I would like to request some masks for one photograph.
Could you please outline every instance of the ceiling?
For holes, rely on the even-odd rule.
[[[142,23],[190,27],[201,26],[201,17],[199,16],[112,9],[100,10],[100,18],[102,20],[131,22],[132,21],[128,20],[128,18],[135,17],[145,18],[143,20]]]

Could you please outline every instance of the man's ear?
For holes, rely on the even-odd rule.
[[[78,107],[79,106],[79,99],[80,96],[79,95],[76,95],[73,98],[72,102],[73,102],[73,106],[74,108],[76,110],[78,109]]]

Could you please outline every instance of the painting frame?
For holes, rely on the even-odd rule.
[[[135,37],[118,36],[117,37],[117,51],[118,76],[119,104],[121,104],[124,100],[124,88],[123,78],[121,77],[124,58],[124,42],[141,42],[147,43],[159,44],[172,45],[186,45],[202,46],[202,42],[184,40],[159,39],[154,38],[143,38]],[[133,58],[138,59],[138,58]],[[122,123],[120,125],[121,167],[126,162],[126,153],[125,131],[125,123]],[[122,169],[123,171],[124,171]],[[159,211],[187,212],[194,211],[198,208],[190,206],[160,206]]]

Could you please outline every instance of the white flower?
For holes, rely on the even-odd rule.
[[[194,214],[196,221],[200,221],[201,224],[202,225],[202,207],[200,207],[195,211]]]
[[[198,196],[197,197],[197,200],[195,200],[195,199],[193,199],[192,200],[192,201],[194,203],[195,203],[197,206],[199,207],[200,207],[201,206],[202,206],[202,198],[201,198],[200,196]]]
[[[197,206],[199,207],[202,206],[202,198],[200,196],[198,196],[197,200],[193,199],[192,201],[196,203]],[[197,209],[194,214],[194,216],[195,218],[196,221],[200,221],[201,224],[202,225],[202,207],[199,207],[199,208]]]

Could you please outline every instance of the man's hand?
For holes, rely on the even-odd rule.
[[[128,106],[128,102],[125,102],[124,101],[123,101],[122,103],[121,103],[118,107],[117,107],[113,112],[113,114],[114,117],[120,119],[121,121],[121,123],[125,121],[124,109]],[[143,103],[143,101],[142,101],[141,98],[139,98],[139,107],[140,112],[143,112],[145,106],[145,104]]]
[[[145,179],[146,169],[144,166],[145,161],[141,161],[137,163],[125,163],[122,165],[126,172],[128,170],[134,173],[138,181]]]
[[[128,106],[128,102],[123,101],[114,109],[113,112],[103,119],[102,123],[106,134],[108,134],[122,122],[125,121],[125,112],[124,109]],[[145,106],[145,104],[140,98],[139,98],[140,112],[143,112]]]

Description of the task :: Starting at the line containing "Could you please outline every instance of the white" and ending with the last of the records, write those lines out again in full, requests included, and reduce every coordinate in the answers by 45.

Output for this task ::
Could you please outline every instance of the white flower?
For holes, rely on the even-odd rule.
[[[149,169],[151,176],[155,176],[156,179],[157,180],[157,162],[155,162],[150,166]]]
[[[153,151],[152,152],[152,155],[150,155],[150,154],[148,154],[147,155],[147,156],[149,158],[150,158],[152,161],[154,162],[155,162],[156,161],[157,161],[157,153],[156,153],[155,151]]]
[[[152,161],[154,162],[157,161],[157,153],[155,151],[153,151],[152,155],[148,154],[147,156],[151,158]],[[152,164],[149,169],[149,171],[150,173],[151,176],[155,176],[156,179],[157,180],[157,162],[154,162],[154,163]]]

Could you please outline every instance of the man's hand?
For holes, rely on the even-odd rule.
[[[83,61],[83,57],[80,57],[79,56],[78,56],[77,58],[76,58],[73,62],[72,62],[68,67],[68,69],[69,72],[75,74],[76,76],[76,78],[80,76],[79,64]],[[98,58],[98,56],[97,56],[96,53],[94,53],[94,62],[95,67],[98,67],[100,61],[100,59]]]
[[[100,134],[101,124],[99,121],[100,116],[96,116],[92,118],[80,118],[77,120],[81,127],[83,125],[89,128],[93,136]]]
[[[83,61],[83,57],[78,56],[69,64],[68,67],[58,74],[57,78],[61,89],[63,89],[77,77],[80,76],[80,67],[79,64]],[[100,61],[100,59],[95,53],[94,53],[95,67],[98,67]]]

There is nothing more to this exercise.